- Parts of the exercise -
- A) Reproduce the horse forum welcome thread word for word, starting at "## katbalu (Sep" and ending at "vids, & posts.".
- B) Extend the horse forum welcome thread with more posts that follow on from its last post.

- Provided text -
§ §
# Hey



## horseandme (Jun 4, 2012)

Hey, So far I love this whole website! Cool to see there are so many horse people out there


----------



## katbalu (Sep 8, 2011)

Hey! There's a LOT of great people on here, with tons of experience  welcome
_Posted via Mobile Device_


----------



## waresbear (Jun 18, 2011)

Welcome to the forum, enjoy the pictures, vids, & posts.


----------



## horseandme (Jun 4, 2012)

thanks!yeah I can tell that most people really know what they are talking about.


----------



## waresbear (Jun 18, 2011)

Not really, but we fake it pretty good:lol:


----------



## HorseLover2011 (Nov 27, 2011)

i think the fact your title was hey attrected alotta people!hey backhope you like it here


----------



## horseandme (Jun 4, 2012)

haha thank you.  i try to keep it simple lol


----------



## horseandme (Jun 4, 2012)

hahaha maybe!
§ §
- Records from a segmentation dataset -

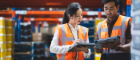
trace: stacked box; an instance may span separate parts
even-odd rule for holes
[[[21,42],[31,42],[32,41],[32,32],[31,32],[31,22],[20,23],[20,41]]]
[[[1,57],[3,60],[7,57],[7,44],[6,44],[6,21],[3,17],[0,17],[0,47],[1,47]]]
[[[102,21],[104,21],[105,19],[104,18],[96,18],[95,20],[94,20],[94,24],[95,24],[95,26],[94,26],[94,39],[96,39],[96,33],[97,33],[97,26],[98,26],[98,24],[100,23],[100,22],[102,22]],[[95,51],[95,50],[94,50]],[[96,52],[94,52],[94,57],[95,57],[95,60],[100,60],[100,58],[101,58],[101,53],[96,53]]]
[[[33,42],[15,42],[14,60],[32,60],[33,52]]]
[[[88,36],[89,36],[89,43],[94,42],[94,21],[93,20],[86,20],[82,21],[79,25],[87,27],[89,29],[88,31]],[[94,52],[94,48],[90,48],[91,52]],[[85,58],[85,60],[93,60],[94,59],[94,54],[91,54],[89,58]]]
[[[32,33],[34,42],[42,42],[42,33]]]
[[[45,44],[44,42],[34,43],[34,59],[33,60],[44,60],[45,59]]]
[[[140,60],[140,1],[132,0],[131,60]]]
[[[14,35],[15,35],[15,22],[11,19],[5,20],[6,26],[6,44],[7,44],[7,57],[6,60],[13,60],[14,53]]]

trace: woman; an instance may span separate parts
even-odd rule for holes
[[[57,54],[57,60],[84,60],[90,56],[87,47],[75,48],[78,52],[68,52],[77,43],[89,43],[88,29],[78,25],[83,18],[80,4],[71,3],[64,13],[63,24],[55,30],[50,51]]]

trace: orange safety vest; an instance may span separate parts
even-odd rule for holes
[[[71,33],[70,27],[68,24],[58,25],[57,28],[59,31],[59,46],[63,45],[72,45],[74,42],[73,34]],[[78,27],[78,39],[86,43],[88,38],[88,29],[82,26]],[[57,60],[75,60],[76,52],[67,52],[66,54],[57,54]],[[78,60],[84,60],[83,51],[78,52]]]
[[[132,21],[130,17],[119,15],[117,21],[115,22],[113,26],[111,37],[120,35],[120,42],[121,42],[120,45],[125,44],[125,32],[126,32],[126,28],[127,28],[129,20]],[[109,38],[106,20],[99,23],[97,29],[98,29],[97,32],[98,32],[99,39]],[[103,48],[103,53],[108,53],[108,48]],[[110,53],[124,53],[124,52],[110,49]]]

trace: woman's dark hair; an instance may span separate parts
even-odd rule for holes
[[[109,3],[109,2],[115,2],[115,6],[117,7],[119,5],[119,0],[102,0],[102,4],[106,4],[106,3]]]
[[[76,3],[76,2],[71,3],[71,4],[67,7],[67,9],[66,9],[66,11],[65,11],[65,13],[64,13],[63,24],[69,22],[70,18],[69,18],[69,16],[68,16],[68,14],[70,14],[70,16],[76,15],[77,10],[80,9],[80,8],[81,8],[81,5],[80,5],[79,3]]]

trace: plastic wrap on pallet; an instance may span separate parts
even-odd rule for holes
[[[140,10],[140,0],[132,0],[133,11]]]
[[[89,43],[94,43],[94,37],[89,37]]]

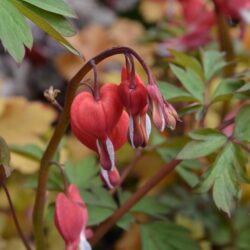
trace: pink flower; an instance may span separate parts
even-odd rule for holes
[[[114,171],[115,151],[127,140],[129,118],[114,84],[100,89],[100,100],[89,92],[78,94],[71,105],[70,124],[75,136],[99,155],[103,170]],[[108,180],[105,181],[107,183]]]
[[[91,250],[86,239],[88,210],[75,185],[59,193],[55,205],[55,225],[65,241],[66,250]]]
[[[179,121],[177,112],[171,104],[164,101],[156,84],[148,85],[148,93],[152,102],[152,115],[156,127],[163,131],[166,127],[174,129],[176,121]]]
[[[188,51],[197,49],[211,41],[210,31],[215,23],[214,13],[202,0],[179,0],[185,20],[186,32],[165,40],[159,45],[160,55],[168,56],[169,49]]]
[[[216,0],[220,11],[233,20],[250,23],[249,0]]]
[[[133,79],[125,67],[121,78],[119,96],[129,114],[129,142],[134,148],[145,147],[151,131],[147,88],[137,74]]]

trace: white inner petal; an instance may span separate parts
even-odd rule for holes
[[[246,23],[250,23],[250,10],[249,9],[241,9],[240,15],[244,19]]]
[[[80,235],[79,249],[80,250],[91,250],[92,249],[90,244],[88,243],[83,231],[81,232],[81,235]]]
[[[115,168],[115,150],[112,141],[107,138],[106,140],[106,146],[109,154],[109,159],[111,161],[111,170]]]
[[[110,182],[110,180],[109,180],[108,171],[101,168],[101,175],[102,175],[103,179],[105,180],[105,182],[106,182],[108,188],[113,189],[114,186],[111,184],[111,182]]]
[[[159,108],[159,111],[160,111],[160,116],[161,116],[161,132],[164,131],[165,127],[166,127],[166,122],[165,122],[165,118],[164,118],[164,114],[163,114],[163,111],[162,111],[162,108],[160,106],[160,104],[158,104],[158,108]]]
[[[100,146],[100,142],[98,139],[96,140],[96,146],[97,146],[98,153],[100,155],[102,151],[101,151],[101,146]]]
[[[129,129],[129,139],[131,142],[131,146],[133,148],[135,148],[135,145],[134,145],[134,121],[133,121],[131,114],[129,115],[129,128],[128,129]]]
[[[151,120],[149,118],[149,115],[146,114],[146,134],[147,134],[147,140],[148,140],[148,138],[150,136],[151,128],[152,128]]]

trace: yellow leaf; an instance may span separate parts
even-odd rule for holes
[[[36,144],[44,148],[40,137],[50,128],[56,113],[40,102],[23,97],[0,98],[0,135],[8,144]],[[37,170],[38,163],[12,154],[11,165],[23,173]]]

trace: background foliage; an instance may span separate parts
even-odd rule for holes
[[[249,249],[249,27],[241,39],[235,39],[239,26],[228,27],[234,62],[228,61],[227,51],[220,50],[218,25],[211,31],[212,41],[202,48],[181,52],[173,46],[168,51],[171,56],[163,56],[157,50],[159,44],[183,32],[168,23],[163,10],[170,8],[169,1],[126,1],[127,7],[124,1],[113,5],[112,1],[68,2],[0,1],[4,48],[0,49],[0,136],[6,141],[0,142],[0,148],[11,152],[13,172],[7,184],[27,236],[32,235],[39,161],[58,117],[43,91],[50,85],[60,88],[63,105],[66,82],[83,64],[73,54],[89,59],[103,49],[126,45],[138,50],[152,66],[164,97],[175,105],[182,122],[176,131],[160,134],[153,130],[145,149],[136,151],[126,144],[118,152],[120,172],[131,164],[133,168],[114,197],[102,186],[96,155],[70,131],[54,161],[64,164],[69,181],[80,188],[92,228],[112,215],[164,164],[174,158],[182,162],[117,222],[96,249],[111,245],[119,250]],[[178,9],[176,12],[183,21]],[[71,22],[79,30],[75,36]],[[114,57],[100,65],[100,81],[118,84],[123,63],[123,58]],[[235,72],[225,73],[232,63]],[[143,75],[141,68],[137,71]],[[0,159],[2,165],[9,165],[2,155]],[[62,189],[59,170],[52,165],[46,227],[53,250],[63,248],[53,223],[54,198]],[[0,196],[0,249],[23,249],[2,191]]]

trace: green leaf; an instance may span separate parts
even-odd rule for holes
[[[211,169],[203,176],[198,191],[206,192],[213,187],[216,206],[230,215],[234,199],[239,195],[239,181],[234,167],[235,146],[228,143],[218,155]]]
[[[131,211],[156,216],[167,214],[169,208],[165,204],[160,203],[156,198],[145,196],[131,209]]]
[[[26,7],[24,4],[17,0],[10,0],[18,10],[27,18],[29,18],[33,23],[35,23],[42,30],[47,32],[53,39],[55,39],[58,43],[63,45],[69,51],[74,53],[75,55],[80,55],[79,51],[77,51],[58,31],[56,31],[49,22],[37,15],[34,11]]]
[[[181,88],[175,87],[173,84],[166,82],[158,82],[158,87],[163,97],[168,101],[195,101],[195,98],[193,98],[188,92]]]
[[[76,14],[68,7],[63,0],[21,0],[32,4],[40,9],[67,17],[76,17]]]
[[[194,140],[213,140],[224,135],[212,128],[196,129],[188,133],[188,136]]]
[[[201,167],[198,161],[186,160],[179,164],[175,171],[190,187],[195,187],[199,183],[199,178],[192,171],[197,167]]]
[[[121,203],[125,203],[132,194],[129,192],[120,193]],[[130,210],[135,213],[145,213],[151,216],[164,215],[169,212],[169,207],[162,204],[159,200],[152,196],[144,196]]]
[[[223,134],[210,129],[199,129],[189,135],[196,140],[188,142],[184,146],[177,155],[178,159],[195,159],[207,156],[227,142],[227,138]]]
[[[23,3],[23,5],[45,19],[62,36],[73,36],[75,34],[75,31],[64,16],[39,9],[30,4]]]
§ §
- Exercise responses -
- A)
## katbalu (Sep 8, 2011)

Hey! There's a LOT of great people on here, with tons of experience  welcome
_Posted via Mobile Device_


----------



## waresbear (Jun 18, 2011)

Welcome to the forum, enjoy the pictures, vids, & posts.

- B)
----------



## Skyseternalangel (Jul 23, 2011)

Welcome and yeah I love it too.. very awesome people and great information.


----------



## Tejas (Jan 31, 2011)

Welcome girly


----------



## horseandme (Jun 4, 2012)

thank you


----------



## HorseLovinLady (Jul 18, 2011)

Welcome aboard!! This is a great site.


----------



## texasgal (Jul 25, 2008)

Charm and I say "Welcome!"


----------



## horseandme (Jun 4, 2012)

texasgal said:


> Charm and I say "Welcome!"


 Haha hello from me and Wes
Facebook


----------



## CountryPosh (May 22, 2012)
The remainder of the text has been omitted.